§ **Required work**:
Tally every line in the entries below that holds "wooden", then give only the total.

§ **Exercise inputs**:
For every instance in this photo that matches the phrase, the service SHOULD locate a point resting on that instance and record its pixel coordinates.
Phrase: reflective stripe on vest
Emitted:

...

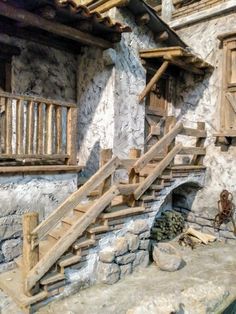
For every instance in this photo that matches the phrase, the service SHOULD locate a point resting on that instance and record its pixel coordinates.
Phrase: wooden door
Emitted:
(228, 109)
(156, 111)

...

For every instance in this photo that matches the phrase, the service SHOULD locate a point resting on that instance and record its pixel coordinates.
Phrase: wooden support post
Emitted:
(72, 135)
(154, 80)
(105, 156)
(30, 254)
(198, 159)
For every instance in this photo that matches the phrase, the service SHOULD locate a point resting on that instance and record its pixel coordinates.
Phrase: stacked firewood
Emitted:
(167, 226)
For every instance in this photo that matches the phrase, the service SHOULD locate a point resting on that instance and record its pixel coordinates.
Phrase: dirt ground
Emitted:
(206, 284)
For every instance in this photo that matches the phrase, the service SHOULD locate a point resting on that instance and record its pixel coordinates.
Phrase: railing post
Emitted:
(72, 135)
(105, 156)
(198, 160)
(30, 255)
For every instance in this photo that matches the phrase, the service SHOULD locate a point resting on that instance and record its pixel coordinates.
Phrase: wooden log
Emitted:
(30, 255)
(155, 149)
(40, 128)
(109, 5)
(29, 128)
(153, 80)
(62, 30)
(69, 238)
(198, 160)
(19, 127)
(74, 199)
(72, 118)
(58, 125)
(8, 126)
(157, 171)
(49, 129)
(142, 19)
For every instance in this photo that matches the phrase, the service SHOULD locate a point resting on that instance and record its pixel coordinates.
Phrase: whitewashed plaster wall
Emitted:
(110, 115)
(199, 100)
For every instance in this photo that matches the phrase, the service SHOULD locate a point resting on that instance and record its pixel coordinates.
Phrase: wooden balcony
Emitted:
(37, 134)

§ **Exercise solution**:
4